Что нужно сделать —
a - Перепечатайте слово в слово часть отрывка из дневника от «Завтра я не» до «я просто… обманулась!».
b - В отрывке из дневника есть предложение, которое начинается словами «Я хочу блеска». Перечислите всё, чего хочется в этом предложении.
c - Переведите на английский предложение из отрывка из дневника: «Мне кажется счастьем вчерашний день и все эти мелкие неприятности, которые раньше трогали».

Фрагмент документа —
++++++++
Завтра я не смогу никому смотреть в глаза – мне будет стыдно. И значит, никаких иллюзий, никаких мечтаний больше? Нет, не могу я так жить! Боже мой, мне кажется, я с ума сойду. Мне кажется счастьем вчерашний день и все эти мелкие неприятности, которые раньше трогали. Что теперь делать? Что делать? Я хочу на весь свет закричать – что мне делать? Врачи, которым не верю, операции, которые не помогут, и соболезнования, от которых смешно и тошно. И никаких надежд. Как все это случилось? Почему я вчера, почему я раньше не думала об этом? Почему после операции я успокоилась и все старое прогнала вон? Так, правда, некоторое время я не была такой? Не знаю. Должно быть, я просто… обманулась!

Только я начала меняться, только начала успокаиваться, как вдруг… Сегодня я получила два удара. Дура и уродка! Зачем же мне дали то, что называют гордостью и самолюбием? Я хочу блеска, славы, я хочу любви и счастья, а получаю стыд, ненависть и отчаяние. Отчаяние! Какое благозвучное и какое страшное слово. Отчаяние – это значит смерть. Это значит нет никакого выхода. Вот опять где-то у сердца чувствую противную и тяжелую гадюку, она сидит и сосет. Это – злоба бессилия, это ненависть урода. Очень противное существо ростом с блоху.

<22 ноября 1935>

Муся, очаровательная ангорская кошечка с мягкой, как пух, шерcтью, выпустила коготки, и очень острые. Вчера она сказала мне, смеясь: «Ну, подвинься, толстушка!» Я промолчала. «Ты не сердишься?» – «Нет, – отвечала я ей в тон, – я тебя так презираю, что даже сердиться не могу». – «Ах ты, гадюшка!» На этом как будто кончилось, но сегодня она громко и нахально начала говорить мне: «Ах ты, толстушка. Ты толстая, Нина». – «Муся, перестань!» Она смеялась, наивно таращя глаза: «Ты не сердись, Нина, я всех называю толстыми, кого люблю». – «А я прошу этого не делать», – говорила я тихо, боясь, чтобы кто-нибудь нас не услыхал. «Вот чудачка! Это у меня ласкательное имя, я ж говорю, что всех так зову», – ворковала Муся. «Муся, замолчи, или я с тобой разговаривать не буду…» Я отвернулась презлая.
++++++++
Фрагменты набора данных —

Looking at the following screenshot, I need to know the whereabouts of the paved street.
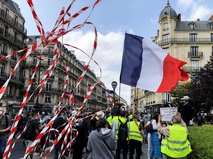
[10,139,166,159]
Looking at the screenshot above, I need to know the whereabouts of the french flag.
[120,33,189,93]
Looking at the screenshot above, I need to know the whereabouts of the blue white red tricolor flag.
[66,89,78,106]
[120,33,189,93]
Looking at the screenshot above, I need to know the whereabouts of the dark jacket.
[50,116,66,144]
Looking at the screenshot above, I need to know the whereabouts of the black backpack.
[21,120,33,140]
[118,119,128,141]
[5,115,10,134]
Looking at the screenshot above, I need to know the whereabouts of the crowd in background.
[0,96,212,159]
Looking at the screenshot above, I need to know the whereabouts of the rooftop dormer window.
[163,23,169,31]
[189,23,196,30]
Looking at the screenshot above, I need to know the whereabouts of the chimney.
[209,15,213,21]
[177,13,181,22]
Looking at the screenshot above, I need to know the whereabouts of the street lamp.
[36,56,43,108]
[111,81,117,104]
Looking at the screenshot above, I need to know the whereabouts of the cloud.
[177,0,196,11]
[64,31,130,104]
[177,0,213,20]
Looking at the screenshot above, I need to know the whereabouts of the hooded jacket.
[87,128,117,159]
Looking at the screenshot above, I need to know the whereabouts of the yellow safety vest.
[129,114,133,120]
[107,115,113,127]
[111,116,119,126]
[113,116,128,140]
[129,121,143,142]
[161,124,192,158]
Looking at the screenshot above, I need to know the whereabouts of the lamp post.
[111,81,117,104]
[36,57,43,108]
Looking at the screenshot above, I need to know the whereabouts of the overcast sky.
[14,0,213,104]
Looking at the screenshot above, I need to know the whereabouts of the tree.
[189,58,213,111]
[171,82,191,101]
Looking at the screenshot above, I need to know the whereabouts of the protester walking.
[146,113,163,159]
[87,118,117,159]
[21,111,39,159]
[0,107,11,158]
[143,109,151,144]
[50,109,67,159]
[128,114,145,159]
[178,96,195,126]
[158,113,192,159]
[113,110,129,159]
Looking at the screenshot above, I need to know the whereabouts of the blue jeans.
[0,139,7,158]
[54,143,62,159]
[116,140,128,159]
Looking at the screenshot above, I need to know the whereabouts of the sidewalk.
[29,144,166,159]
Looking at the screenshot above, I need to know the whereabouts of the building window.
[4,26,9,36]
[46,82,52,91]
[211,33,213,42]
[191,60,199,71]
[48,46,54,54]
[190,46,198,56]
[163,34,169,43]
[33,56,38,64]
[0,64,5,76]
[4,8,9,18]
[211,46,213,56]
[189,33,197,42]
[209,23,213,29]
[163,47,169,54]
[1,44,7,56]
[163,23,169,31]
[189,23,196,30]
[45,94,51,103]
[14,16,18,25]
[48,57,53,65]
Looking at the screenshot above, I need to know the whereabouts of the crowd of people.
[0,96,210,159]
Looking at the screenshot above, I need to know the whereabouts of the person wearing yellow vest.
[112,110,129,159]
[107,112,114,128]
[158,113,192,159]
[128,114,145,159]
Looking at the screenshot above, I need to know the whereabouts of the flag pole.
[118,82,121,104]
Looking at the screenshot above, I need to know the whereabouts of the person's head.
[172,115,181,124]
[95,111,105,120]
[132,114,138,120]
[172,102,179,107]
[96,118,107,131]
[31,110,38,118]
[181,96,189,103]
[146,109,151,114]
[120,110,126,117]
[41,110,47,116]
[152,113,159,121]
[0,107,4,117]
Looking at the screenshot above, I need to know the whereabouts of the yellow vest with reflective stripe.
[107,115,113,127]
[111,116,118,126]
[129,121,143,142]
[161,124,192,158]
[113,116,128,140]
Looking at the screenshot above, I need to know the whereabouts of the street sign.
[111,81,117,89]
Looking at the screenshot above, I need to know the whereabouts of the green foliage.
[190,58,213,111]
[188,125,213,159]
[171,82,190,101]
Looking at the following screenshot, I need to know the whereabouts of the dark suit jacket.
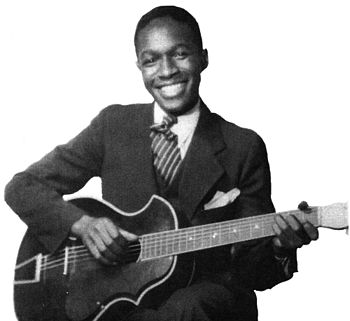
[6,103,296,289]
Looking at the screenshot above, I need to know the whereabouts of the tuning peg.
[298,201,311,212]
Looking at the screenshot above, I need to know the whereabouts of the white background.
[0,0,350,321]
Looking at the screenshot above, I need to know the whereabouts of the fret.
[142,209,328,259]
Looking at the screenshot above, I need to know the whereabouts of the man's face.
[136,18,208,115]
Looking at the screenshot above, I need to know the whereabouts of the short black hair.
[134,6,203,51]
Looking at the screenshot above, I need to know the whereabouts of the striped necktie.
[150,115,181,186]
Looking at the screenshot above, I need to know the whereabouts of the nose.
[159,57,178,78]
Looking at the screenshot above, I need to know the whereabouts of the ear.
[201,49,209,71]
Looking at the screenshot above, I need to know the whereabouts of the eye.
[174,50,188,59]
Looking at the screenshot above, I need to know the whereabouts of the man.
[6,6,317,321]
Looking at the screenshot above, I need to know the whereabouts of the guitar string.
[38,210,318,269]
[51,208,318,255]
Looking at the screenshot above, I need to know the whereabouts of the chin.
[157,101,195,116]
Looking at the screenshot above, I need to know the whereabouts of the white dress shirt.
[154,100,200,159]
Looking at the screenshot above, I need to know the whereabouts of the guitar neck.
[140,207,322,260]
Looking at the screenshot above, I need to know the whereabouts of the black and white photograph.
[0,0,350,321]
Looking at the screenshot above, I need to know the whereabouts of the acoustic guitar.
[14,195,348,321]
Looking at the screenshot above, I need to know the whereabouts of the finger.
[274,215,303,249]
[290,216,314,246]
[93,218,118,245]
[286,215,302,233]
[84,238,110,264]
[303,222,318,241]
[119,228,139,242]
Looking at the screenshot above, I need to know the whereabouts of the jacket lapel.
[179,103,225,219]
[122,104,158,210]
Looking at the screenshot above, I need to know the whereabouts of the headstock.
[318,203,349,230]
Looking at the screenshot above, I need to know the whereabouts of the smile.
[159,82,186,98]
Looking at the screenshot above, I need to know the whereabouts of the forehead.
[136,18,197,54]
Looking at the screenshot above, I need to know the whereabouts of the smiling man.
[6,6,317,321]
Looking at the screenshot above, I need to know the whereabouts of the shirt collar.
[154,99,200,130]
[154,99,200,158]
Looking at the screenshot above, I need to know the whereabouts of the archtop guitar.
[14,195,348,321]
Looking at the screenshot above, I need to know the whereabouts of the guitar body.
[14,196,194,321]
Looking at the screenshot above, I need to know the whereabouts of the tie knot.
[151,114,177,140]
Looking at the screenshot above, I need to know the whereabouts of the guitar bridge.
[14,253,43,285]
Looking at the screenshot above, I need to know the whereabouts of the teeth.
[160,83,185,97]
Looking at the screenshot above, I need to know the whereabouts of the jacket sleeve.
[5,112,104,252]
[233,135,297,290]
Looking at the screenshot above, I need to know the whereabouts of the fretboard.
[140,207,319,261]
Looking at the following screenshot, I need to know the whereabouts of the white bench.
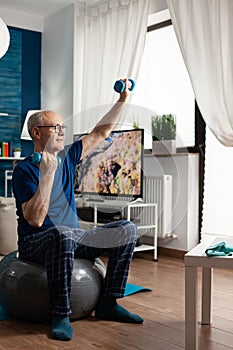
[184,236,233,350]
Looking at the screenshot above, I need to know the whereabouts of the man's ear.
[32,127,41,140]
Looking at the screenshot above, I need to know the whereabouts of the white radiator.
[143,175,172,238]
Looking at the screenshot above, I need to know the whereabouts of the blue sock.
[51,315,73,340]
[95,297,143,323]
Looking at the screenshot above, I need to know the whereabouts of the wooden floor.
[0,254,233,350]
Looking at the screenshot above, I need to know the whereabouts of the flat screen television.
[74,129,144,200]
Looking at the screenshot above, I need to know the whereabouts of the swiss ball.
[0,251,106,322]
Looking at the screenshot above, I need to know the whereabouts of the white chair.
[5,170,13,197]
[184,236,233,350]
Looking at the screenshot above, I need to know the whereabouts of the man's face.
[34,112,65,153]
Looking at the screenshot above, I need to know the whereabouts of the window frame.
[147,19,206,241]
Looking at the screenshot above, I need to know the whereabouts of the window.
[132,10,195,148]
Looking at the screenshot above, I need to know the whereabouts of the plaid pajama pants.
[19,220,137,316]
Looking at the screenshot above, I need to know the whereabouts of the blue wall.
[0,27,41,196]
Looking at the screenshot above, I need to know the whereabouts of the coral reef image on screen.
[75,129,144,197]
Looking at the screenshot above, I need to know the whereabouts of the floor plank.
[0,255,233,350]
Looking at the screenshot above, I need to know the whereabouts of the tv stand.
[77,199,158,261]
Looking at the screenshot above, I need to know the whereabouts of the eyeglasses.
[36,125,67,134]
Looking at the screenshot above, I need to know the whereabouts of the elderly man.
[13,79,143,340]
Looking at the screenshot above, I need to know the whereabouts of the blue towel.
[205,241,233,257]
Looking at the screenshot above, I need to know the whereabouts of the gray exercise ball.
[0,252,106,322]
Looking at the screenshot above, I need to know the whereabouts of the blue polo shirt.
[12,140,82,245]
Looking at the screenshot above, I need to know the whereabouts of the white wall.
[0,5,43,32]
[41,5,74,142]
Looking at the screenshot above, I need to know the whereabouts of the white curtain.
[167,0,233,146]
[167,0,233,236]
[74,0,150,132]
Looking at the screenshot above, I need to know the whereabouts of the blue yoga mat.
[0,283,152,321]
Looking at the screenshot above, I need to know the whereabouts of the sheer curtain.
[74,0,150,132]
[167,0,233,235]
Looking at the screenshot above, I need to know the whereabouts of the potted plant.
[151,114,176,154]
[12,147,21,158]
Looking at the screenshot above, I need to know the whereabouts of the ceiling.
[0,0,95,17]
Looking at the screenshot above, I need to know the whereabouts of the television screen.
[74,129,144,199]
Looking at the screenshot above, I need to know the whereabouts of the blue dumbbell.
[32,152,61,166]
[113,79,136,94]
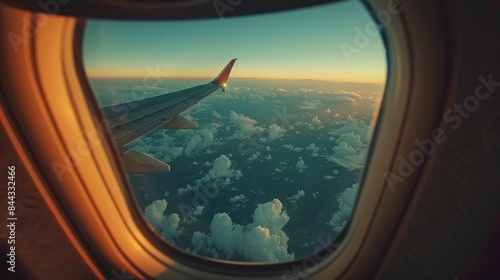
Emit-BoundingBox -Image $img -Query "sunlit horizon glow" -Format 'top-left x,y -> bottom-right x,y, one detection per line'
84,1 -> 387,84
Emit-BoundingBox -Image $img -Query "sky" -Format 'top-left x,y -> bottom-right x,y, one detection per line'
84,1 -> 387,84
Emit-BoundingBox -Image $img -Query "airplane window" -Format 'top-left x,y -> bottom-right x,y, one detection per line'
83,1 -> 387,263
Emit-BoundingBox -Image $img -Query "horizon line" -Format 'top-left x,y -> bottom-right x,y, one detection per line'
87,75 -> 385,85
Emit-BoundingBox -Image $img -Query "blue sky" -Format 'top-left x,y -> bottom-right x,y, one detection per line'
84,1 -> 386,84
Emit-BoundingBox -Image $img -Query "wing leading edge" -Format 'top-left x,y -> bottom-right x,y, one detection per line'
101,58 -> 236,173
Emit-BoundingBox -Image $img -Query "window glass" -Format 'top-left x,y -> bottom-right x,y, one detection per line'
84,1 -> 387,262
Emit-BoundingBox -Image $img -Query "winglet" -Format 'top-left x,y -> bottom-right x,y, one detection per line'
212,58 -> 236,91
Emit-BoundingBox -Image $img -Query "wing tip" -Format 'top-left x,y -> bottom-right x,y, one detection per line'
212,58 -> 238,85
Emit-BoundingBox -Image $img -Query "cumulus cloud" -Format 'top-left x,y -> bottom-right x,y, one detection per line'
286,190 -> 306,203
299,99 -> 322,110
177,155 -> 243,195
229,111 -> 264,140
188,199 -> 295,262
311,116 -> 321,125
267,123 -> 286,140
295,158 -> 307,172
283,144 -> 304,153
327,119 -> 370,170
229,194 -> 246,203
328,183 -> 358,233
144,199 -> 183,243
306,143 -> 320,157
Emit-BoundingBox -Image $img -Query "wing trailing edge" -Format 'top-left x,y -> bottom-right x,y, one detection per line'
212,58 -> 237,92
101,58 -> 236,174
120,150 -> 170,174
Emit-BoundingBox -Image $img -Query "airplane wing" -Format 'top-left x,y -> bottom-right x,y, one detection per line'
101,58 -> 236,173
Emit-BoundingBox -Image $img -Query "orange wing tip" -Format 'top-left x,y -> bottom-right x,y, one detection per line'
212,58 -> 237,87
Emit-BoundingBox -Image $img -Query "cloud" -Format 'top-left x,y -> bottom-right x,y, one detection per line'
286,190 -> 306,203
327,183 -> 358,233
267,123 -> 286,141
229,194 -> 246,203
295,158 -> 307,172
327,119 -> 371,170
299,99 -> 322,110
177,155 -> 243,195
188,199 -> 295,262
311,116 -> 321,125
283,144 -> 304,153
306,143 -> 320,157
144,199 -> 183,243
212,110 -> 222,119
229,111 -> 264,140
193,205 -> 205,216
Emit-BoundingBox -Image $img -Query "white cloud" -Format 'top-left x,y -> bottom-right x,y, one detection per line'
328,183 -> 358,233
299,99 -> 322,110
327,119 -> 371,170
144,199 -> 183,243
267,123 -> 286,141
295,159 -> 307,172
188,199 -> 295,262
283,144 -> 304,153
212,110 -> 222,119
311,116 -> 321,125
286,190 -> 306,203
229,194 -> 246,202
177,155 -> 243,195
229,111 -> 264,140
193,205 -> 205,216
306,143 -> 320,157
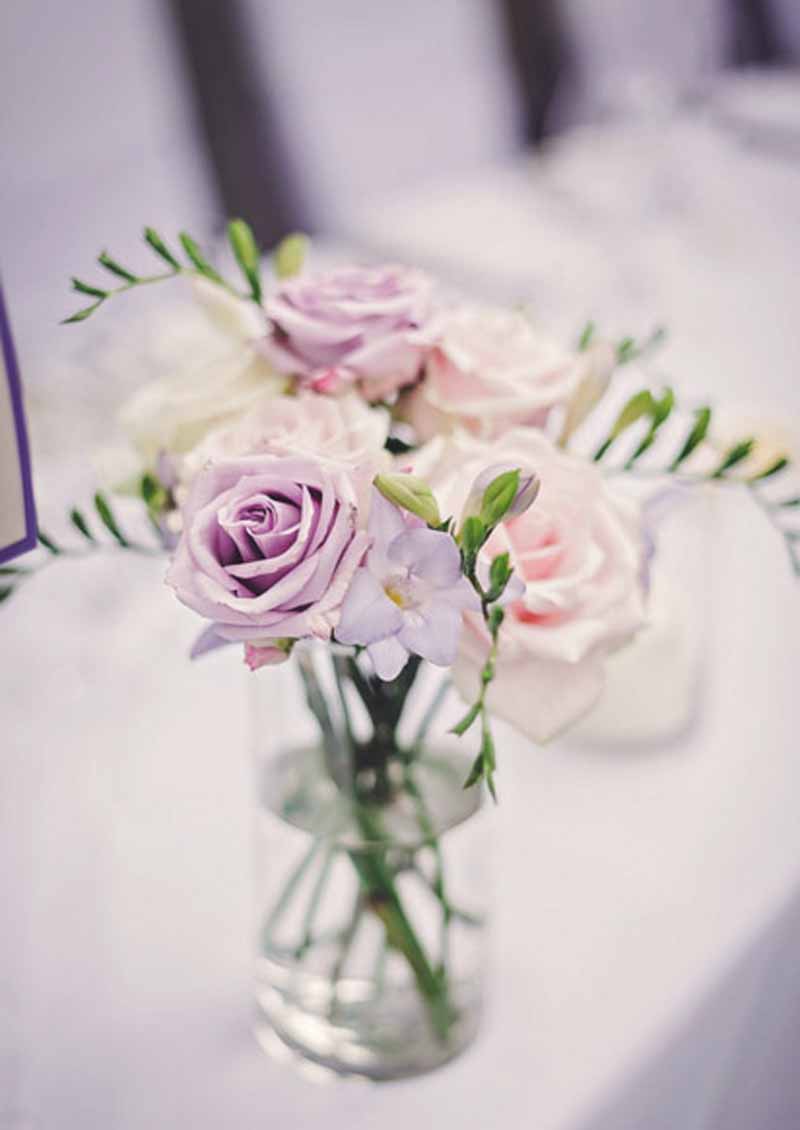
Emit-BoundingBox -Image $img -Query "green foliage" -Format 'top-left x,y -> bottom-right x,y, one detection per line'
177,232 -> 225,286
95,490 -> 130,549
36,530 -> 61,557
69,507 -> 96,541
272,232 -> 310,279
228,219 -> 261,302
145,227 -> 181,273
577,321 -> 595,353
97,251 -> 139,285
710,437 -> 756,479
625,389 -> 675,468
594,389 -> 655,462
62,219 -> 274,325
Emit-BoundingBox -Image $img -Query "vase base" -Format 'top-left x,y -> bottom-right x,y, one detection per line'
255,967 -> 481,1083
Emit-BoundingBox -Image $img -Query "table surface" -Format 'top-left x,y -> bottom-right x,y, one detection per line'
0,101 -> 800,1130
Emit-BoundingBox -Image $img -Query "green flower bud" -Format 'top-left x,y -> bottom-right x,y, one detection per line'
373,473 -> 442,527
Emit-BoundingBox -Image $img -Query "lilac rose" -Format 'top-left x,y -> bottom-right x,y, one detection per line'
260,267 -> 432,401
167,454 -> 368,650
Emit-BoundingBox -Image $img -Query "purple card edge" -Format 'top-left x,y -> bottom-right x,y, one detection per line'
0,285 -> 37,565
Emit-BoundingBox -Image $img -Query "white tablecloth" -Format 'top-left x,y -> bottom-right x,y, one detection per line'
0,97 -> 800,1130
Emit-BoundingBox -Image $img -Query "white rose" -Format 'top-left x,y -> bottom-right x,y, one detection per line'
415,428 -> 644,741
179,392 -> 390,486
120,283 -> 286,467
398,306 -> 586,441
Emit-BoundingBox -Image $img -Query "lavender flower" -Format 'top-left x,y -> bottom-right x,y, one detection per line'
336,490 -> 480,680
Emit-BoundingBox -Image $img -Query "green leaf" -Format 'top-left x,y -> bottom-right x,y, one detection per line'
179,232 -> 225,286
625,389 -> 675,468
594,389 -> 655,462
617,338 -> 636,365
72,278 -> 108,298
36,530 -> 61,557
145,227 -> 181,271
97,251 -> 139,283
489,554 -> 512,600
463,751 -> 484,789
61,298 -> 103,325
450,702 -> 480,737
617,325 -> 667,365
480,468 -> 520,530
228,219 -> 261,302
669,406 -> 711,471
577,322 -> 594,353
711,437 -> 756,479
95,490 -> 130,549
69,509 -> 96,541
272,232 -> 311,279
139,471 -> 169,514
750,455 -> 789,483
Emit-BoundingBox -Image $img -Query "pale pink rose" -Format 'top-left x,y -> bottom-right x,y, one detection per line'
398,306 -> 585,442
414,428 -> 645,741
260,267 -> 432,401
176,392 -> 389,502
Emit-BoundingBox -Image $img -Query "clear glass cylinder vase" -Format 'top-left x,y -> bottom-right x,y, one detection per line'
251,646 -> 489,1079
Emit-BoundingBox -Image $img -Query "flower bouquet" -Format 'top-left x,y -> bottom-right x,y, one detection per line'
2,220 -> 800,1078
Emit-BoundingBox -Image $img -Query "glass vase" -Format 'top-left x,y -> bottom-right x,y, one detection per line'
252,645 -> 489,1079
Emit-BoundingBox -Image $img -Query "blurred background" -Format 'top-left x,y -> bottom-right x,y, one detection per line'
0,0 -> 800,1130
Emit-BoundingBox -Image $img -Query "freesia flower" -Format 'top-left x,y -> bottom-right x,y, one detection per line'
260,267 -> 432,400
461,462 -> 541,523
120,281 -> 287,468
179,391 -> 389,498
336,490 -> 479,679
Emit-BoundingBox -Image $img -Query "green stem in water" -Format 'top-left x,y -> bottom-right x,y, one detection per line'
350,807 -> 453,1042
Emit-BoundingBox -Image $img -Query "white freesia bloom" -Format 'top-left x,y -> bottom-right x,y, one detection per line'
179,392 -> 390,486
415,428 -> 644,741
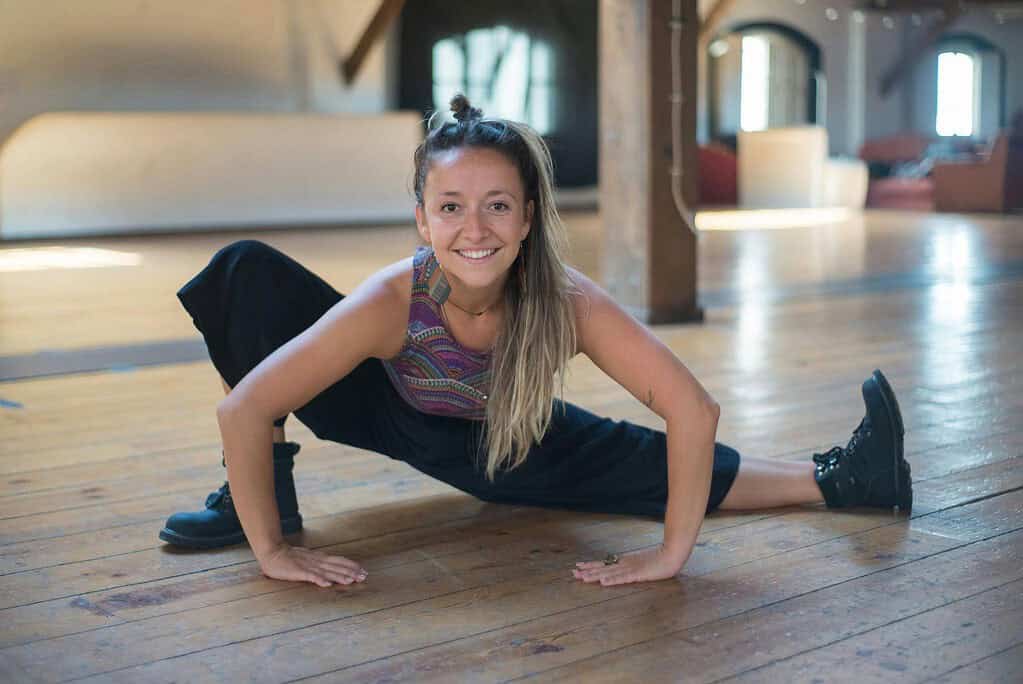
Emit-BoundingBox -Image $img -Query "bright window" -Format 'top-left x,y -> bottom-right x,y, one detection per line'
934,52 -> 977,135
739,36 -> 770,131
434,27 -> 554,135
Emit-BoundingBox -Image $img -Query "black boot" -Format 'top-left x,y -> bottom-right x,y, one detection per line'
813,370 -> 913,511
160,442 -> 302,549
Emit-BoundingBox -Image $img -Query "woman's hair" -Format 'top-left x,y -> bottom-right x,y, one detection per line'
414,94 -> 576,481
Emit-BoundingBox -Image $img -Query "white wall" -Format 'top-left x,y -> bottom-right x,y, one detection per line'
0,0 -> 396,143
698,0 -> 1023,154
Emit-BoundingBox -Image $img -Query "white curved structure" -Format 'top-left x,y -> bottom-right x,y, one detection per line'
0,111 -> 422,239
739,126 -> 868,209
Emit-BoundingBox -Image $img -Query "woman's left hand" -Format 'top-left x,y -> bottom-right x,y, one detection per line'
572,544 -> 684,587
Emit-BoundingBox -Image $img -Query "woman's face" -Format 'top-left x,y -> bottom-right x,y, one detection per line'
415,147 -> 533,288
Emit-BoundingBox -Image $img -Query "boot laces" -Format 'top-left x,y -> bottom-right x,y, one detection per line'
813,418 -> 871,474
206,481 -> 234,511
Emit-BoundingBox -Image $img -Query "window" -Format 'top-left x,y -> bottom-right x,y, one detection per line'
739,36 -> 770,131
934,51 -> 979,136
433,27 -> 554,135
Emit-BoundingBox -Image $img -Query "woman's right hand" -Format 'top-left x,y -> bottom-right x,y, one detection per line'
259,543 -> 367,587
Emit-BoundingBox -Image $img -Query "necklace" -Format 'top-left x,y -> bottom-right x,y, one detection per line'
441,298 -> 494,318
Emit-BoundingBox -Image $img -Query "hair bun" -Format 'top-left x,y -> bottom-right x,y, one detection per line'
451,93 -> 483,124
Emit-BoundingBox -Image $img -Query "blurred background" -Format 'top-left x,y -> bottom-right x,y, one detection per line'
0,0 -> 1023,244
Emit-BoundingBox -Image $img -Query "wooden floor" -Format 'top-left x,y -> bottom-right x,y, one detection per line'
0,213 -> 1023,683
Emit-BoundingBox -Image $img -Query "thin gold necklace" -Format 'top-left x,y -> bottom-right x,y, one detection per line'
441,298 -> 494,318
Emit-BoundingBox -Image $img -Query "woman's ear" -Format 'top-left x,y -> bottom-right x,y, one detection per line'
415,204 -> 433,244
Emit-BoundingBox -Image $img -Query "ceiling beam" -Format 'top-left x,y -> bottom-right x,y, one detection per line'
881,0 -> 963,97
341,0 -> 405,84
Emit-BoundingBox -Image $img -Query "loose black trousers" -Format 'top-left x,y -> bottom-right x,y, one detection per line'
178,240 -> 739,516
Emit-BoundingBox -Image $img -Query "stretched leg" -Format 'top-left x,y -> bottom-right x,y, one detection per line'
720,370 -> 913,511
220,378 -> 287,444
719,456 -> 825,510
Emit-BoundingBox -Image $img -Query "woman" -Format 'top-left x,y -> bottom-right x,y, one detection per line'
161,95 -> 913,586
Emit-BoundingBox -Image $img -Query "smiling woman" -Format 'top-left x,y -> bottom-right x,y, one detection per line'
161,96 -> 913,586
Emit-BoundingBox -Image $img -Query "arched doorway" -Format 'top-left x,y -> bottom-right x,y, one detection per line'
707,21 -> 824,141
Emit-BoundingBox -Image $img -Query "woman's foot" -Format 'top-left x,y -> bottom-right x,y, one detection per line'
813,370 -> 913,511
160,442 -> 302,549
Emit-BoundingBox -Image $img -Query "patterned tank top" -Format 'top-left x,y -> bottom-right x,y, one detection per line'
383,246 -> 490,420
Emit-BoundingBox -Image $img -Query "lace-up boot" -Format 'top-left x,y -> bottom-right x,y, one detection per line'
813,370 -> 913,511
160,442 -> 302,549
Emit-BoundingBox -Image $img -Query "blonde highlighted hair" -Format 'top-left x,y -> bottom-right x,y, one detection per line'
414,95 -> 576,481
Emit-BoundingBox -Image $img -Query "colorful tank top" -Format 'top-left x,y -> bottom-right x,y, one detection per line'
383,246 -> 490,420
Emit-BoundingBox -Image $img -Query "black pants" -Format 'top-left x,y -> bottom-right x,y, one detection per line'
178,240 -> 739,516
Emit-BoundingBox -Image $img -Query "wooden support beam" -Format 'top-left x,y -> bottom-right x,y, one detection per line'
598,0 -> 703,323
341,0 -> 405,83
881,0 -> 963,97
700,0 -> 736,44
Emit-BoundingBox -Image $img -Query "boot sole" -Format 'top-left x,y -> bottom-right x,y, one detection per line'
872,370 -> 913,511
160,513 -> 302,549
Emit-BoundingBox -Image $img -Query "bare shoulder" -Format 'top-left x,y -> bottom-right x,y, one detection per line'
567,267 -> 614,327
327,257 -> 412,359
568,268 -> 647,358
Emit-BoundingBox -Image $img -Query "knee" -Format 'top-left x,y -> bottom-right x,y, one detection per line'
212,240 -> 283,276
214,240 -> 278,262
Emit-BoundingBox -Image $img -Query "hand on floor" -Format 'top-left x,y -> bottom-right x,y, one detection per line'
++++++++
Решения заданий —
a -
Завтра я не смогу никому смотреть в глаза – мне будет стыдно. И значит, никаких иллюзий, никаких мечтаний больше? Нет, не могу я так жить! Боже мой, мне кажется, я с ума сойду. Мне кажется счастьем вчерашний день и все эти мелкие неприятности, которые раньше трогали. Что теперь делать? Что делать? Я хочу на весь свет закричать – что мне делать? Врачи, которым не верю, операции, которые не помогут, и соболезнования, от которых смешно и тошно. И никаких надежд. Как все это случилось? Почему я вчера, почему я раньше не думала об этом? Почему после операции я успокоилась и все старое прогнала вон? Так, правда, некоторое время я не была такой? Не знаю. Должно быть, я просто… обманулась!

b - Блеска, славы, любви и счастья.

c - Yesterday and all those small troubles that used to upset me now seem like happiness to me.